[Exercise description]
The answer must be every line of the records below that contains the word "truck", copied out.

[Raw data]
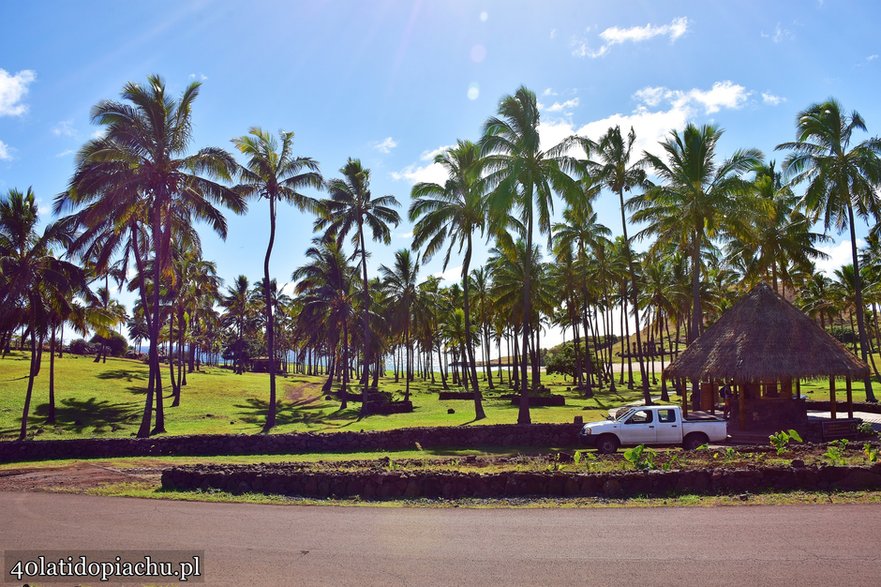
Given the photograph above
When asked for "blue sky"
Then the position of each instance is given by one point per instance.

* * *

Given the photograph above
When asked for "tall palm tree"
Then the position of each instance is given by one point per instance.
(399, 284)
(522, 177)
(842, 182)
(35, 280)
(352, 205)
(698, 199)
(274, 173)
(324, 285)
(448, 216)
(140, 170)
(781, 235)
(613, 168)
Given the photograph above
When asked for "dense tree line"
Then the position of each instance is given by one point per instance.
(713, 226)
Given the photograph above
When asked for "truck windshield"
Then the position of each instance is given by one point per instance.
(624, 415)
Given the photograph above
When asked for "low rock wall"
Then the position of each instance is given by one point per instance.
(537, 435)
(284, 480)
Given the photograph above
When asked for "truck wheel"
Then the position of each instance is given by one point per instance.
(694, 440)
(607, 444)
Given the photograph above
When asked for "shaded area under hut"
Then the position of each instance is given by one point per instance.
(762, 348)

[The answer]
When asked for "truck windshield"
When asked for "truck wheel"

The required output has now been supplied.